= Text section =
------------------------------
Looks to be a global outage across Americas, Europe, APAC, and Africa. Office 365 is still up for us, but colleagues are saying theirs is down as well.
Looks like all three major cloud platforms are experiencing problems right now. Could be internet related?
everything is labeled severity 1. I've had three dozen of them in the last two months.
only 2 of them were actually severity 1 when seen from my point of view, most of the other had impact on part of the infra I don't use or datacenter we don't have res, so filtering relevant messages would be a good start.
(that's not to say the other sev 1 were mislabeled, but we keep our cloud services integration to a minimum precisely to avoid these interruption from failing dependencies.)
but what is really annoying is that when one actual sev 1 that requires machine reboots happens (we had 3 in two years, so not even that bad), there's no way to manually anticipate the reboot ourselves to perform a staggered reload.
On a more serious note it's cool to see how far the IBM cloud has come (terrible name, but oh well) but they still seem a few years behind the major players
What are you trying to say exactly? And why should customers turn their attention to IBM?
All US based really is not a selling point.
As a European, I wouldn't bet my company (if I had one ;)) on a provider who's engineers are all in a TZ 5-8 hours different from me.
(you might want to put some sort of contact method in your profile in case people want to reach out to you)
If you want to promote your product, more apropos and therefore constructive would be a comment detailing why it did not suffer the same outage, or justified speculation why its competitors did. Engage in the conversation rather than just naming a list of features.
But, I see things like https://github.com/IBM-Cloud/terraform-provider-ibm exist, so it must be at least reasonably usable.
What's a reason why someone would consider this over the big three, besides sweetheart deals for big customers?
Seems like they have tons of global dependencies within their services which cause these cascading failures rather often... Seems like only a few months ago we were reading about a global outage that affected auth?
Tho for w/e reason i cannot convince higher ups, that the switch was a stupid idea. But hey! We got some credits to spend in Azure to compensate. (Too bad we had to pay our clients with real cash)
I'm exaggerating, of course, but from my POV Azure looks subsidised.
Our interaction with the GCP sales team has repeatedly been aggressive US based sales agents, whereas Microsoft sent us to deal with (incompetent) sales agents out of India after promising us significant startup credits when we crossed paths with them at a conference near Seattle.
They had cooling issues at one of their data centers that took most of South Central off line for hours to days, depending on the services you were using
Honestly, I can't think of a single reason why I would recommend them over anyone else at this point, no matter what your hosting or storage or computing needs were. Can't see a single area where they are better than the competition.
We used to use AWS and had issues a lot. I've seen global GCS outrages. Today we were effected be the Azure outage, but only for about 15 minutes.
In any case, I think you are right that apples-to-apples for most things they generally shake out the same in theory.
Azure is a freaking mess. If it hadn't been Microsoft we were selling to, we'd have never used it.
This isn’t “legacy” code that has migrated from cobol to vb to c#, this is modern code and to suffer this bs time and time again is unforgivable
We SE keep whining about legacy code but forget that they made it to legacy for a reason...
------------------------------
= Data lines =
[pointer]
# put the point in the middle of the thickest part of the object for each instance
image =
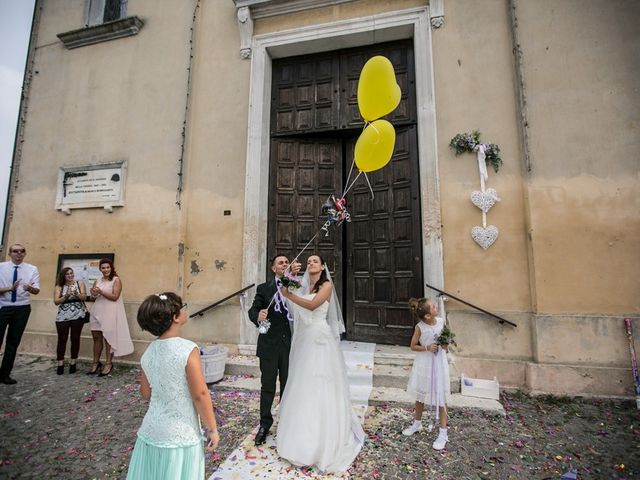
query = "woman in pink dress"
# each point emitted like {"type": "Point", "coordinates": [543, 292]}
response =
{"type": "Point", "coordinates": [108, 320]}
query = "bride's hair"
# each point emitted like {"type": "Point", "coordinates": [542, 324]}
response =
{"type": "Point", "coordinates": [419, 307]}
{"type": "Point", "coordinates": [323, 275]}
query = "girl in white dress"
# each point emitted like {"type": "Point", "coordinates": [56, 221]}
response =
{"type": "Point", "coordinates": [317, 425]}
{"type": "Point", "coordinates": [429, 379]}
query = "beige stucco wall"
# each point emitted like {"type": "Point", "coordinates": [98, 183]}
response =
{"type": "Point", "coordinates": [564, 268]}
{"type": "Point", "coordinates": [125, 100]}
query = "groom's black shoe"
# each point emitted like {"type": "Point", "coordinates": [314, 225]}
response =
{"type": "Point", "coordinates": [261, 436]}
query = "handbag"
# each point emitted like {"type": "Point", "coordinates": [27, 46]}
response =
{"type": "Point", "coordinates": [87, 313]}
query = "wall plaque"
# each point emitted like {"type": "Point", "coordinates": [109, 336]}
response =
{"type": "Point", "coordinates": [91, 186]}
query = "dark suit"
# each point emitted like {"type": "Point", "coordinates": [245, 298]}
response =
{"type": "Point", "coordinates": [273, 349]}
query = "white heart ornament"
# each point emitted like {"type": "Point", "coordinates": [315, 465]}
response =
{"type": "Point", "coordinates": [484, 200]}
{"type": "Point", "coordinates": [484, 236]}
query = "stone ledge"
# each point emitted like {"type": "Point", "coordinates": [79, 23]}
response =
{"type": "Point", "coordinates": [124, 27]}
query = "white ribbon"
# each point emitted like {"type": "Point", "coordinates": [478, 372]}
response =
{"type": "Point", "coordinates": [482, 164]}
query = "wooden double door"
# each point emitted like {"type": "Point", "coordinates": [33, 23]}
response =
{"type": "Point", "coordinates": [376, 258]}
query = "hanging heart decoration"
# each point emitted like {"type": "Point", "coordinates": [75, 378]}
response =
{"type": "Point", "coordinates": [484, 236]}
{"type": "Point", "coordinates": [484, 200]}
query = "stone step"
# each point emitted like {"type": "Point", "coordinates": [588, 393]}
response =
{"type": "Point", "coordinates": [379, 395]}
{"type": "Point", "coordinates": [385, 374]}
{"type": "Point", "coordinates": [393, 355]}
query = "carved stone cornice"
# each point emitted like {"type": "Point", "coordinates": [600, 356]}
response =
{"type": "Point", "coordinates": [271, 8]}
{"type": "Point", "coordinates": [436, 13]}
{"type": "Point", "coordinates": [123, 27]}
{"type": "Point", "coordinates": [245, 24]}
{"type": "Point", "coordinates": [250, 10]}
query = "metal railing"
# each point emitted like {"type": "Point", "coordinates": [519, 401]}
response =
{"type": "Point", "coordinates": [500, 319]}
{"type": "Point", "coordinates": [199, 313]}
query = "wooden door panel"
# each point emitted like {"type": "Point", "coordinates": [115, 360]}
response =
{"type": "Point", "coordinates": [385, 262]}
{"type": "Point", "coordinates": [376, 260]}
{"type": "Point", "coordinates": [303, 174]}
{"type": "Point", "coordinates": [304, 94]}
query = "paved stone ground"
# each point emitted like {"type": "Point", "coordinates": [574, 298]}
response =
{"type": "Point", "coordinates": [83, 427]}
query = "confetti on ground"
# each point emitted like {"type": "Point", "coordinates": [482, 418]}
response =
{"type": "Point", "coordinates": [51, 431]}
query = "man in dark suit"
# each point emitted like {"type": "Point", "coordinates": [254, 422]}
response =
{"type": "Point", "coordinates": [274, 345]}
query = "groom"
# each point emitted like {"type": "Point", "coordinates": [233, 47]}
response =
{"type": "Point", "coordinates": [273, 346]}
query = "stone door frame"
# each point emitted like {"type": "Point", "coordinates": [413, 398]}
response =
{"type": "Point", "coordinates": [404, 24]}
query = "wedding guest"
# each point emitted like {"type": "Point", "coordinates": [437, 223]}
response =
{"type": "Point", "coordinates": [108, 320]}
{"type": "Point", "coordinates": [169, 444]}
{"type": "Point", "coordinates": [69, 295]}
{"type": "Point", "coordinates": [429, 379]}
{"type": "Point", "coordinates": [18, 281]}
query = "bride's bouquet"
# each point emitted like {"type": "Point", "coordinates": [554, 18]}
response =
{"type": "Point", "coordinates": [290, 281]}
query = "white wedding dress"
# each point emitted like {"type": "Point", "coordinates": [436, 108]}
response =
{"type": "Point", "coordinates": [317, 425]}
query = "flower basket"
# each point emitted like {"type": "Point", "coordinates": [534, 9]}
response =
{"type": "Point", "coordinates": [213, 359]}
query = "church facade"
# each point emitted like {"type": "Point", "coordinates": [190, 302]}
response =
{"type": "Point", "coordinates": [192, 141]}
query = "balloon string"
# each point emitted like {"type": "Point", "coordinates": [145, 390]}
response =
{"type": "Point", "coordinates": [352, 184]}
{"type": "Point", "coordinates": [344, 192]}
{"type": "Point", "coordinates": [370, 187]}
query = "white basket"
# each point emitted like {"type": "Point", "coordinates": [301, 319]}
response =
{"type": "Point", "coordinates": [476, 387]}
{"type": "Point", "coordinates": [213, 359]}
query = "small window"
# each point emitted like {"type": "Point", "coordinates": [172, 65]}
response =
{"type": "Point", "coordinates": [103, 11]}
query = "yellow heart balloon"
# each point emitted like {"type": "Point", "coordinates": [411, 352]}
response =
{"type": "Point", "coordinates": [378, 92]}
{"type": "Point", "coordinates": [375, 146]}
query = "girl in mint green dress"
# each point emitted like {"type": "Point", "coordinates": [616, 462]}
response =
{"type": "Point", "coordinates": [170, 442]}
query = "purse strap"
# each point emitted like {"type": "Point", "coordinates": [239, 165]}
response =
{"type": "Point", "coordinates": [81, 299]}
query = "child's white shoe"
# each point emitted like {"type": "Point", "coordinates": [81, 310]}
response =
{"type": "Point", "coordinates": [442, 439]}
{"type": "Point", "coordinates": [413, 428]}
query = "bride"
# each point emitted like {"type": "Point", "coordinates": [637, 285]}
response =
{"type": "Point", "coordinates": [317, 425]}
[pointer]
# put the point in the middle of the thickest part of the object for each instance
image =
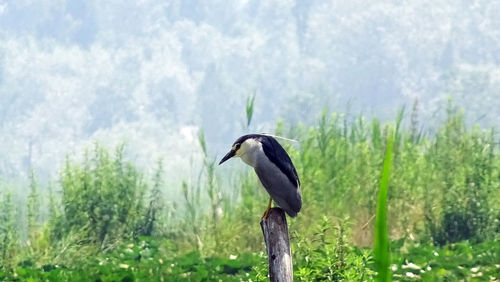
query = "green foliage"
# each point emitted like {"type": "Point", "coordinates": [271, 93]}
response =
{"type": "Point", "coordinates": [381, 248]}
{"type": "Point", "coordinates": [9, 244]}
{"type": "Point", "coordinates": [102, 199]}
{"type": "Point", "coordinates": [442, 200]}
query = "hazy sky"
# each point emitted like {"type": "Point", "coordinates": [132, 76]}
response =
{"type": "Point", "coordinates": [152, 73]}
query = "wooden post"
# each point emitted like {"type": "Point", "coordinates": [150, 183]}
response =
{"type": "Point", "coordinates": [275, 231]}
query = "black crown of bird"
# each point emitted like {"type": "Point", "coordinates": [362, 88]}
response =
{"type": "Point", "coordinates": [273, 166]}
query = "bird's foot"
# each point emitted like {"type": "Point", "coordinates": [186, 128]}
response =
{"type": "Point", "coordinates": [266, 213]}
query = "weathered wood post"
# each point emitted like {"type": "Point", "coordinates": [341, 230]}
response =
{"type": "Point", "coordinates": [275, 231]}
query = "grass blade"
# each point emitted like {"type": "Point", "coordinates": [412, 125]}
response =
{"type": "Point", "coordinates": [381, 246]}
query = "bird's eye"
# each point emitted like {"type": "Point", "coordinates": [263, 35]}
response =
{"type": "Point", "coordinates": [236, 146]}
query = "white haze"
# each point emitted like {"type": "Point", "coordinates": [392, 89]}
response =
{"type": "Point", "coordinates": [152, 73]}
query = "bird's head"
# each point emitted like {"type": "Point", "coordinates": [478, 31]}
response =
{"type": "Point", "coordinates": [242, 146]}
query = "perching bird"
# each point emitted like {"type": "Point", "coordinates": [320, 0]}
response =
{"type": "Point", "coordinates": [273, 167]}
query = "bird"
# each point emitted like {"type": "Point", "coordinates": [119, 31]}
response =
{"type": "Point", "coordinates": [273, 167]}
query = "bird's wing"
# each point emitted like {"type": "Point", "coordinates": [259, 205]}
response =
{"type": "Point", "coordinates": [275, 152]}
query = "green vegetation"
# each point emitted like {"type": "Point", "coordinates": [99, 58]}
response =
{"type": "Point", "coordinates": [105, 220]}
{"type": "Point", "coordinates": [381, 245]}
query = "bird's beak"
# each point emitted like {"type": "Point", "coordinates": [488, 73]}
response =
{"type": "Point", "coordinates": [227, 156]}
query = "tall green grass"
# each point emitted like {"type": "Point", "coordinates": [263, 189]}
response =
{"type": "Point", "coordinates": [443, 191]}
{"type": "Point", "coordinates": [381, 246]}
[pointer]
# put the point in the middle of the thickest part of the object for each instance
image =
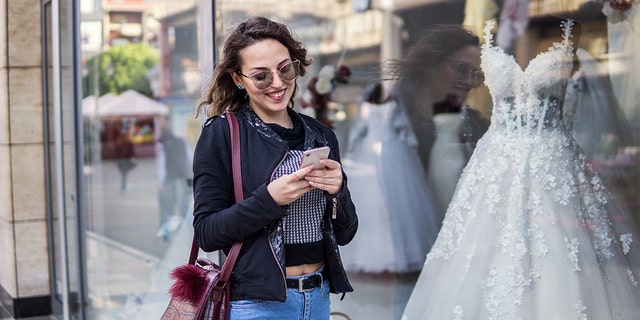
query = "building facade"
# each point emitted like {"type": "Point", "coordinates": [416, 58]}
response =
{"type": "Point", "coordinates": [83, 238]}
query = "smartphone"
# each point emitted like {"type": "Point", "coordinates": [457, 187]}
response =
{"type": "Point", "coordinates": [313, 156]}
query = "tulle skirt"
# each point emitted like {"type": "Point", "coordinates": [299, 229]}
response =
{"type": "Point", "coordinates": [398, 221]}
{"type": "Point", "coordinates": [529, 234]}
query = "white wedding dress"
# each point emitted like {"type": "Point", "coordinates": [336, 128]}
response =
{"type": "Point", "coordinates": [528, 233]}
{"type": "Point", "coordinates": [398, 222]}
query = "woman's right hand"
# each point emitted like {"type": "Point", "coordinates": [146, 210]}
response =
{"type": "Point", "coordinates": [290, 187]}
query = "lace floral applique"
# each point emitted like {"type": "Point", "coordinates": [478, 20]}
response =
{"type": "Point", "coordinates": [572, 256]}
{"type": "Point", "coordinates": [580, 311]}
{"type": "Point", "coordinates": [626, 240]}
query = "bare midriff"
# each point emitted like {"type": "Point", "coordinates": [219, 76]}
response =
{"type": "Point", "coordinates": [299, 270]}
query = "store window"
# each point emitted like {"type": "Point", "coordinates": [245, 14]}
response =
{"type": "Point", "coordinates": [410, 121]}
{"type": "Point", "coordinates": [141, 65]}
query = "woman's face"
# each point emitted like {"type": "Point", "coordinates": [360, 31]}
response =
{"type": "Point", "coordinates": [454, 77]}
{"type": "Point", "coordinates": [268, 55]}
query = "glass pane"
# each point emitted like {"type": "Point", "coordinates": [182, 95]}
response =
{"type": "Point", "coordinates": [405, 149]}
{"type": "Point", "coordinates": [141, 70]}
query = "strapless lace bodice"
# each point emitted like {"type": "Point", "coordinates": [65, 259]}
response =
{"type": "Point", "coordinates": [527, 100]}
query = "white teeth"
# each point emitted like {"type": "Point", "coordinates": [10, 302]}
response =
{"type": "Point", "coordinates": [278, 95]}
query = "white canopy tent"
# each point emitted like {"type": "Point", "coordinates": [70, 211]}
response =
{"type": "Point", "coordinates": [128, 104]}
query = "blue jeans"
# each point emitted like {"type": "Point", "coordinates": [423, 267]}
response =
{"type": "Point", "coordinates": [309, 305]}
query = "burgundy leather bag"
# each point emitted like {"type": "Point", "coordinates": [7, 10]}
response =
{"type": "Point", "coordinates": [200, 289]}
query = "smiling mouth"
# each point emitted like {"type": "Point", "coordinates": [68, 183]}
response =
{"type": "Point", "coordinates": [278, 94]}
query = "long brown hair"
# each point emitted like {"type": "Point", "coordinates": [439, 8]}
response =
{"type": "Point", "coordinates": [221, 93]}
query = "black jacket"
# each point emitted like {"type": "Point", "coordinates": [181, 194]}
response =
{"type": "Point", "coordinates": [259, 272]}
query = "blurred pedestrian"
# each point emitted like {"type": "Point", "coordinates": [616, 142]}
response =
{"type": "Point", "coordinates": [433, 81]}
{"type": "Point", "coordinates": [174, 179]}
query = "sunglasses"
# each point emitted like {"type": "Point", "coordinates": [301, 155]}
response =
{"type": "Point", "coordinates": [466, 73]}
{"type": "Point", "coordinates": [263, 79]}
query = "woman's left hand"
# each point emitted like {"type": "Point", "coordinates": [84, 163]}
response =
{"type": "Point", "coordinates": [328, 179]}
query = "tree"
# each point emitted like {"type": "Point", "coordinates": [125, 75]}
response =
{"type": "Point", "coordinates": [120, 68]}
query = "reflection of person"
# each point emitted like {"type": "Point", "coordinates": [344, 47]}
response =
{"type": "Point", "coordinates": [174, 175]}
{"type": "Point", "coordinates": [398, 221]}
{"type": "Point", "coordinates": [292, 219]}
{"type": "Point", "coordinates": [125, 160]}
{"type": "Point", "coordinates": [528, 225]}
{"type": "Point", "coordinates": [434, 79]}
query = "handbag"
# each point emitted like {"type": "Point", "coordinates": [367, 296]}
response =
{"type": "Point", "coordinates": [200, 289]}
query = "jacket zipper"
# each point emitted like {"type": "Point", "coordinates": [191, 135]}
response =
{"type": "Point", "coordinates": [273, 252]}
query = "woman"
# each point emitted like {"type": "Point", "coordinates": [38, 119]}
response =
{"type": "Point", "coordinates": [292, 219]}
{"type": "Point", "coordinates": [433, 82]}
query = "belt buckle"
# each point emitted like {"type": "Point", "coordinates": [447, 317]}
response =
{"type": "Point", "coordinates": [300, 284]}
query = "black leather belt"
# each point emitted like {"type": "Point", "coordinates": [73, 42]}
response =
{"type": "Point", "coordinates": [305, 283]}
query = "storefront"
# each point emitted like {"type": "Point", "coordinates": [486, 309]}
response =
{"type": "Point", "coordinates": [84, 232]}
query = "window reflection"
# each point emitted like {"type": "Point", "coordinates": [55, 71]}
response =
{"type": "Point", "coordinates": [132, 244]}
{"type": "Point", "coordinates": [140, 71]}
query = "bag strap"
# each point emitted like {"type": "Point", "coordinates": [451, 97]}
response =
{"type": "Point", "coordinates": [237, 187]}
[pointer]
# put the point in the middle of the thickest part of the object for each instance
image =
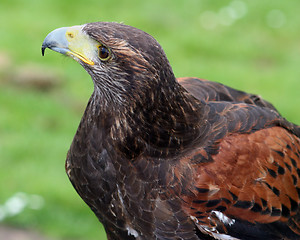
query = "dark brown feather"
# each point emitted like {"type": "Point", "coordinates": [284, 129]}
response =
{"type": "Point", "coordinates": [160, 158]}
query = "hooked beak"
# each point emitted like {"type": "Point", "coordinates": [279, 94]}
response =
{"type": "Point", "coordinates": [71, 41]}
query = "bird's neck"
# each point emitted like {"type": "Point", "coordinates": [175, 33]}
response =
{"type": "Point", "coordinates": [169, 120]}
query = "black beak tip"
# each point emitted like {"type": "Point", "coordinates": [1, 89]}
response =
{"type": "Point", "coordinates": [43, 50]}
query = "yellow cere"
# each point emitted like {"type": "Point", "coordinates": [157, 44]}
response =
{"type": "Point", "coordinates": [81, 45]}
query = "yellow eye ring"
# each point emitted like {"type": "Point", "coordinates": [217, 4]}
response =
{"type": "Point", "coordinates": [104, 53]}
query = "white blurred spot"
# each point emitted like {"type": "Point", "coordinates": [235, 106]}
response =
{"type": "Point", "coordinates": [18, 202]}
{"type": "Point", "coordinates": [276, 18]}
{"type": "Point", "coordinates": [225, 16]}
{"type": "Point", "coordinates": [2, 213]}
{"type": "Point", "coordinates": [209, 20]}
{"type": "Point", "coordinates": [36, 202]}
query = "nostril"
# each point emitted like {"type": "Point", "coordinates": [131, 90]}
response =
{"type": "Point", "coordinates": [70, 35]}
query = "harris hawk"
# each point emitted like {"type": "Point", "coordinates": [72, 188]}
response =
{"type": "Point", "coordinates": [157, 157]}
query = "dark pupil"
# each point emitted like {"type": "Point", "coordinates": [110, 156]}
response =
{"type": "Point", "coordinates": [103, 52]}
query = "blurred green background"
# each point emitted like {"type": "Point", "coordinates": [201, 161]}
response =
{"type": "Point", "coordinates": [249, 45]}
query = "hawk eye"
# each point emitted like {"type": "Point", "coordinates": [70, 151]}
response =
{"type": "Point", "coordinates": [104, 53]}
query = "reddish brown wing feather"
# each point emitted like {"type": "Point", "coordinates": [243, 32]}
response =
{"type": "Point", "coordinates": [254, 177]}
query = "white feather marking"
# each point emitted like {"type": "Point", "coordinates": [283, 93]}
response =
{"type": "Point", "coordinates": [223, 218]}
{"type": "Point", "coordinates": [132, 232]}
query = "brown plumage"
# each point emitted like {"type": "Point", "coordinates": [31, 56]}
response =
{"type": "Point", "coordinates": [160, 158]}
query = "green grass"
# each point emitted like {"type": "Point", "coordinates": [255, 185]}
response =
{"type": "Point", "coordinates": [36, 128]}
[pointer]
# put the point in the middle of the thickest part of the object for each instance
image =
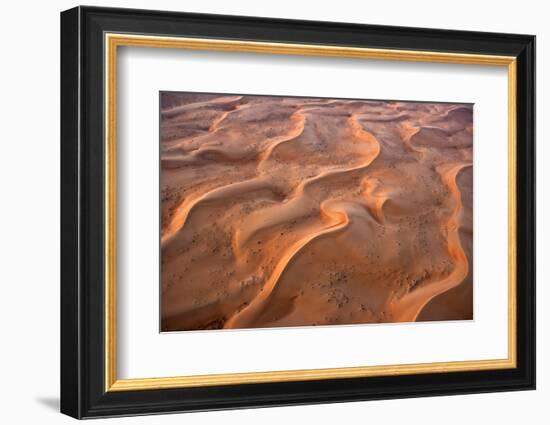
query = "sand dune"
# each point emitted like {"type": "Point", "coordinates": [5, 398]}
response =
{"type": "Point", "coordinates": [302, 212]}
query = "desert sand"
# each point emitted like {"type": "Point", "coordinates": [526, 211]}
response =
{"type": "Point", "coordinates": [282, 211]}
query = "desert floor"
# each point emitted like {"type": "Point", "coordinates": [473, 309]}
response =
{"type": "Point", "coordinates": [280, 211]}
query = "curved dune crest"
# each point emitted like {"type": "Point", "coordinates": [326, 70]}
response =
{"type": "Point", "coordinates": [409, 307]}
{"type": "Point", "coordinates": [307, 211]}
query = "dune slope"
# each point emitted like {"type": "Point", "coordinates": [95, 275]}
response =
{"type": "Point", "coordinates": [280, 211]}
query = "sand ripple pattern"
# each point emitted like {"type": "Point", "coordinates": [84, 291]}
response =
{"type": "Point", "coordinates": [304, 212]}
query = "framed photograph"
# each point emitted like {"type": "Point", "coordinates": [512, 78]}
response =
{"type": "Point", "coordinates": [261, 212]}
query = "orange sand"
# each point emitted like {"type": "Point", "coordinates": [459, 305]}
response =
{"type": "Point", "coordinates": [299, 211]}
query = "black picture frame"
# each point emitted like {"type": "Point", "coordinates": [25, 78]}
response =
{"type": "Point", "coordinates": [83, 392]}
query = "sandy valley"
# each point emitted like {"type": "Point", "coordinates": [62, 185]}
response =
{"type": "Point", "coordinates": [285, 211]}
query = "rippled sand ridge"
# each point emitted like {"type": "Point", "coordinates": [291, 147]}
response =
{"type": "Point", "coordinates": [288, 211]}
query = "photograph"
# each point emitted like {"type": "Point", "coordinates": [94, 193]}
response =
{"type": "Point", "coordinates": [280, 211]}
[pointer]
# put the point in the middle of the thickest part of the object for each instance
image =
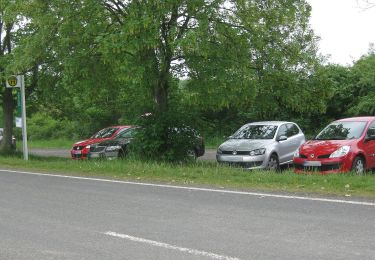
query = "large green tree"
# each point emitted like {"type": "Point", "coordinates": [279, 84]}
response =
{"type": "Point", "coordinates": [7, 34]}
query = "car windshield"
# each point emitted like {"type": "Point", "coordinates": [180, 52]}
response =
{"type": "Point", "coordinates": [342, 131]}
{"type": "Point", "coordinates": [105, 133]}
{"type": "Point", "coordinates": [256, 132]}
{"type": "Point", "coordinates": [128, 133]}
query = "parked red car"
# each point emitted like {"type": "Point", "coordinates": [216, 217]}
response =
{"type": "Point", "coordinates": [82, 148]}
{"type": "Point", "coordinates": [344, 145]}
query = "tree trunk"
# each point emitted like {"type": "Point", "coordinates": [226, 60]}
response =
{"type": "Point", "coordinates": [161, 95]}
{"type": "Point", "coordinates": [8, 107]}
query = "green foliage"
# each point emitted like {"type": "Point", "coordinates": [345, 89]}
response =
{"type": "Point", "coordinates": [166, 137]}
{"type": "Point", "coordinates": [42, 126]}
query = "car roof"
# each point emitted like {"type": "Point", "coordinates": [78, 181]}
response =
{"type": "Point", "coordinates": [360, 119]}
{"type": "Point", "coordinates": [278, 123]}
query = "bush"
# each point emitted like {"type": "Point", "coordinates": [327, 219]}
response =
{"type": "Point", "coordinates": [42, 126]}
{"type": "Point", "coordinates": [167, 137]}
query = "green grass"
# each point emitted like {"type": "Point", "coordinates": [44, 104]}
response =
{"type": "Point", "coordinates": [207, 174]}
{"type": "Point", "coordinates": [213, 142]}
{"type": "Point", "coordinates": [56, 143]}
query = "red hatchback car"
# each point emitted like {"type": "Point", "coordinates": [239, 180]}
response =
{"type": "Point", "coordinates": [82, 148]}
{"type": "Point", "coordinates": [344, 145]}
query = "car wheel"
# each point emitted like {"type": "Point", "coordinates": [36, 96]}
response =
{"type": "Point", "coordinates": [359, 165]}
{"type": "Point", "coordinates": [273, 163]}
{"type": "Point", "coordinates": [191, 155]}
------------------------------
= Short problem =
Name every geographic area that the first comment of the outage thread says the outage covers.

= Result of this task =
Americas, Europe, APAC, Africa